Request: Rewrite the records below, changing each "instance" to "occurrence" and keeping everything else identical. Leave the pictures out.

Record list:
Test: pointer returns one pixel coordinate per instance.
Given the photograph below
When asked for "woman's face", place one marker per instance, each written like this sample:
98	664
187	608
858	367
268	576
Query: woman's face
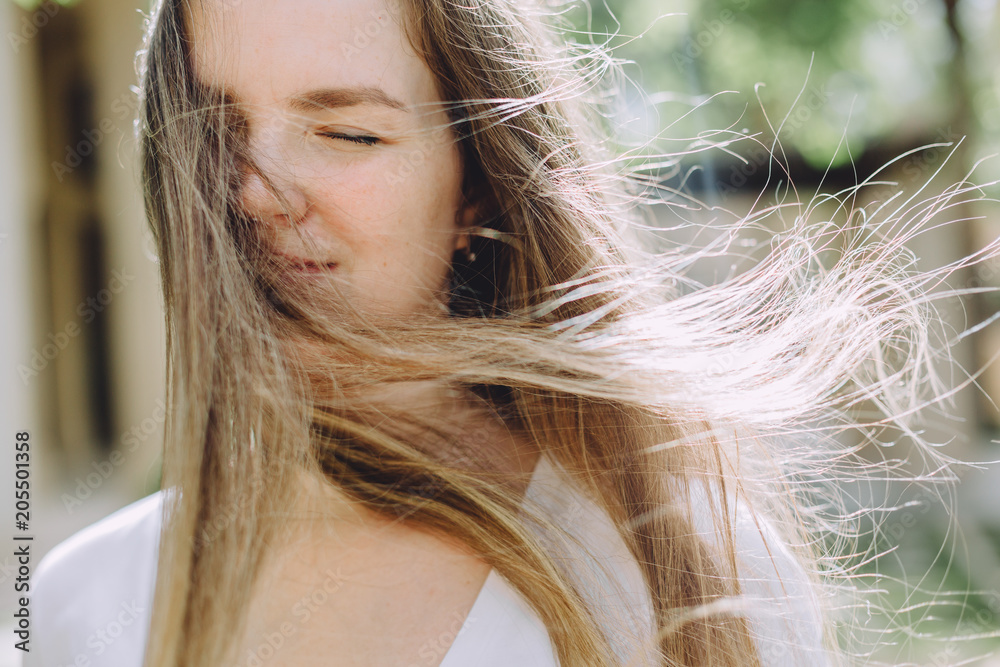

Solved problem:
Test: pointer returns one pixel coordinate per occurrence.
Given the photograph below
When asked for "woman's face", place one marker per occurrence, each written like this sample:
98	664
187	608
858	367
268	576
Query: woman's face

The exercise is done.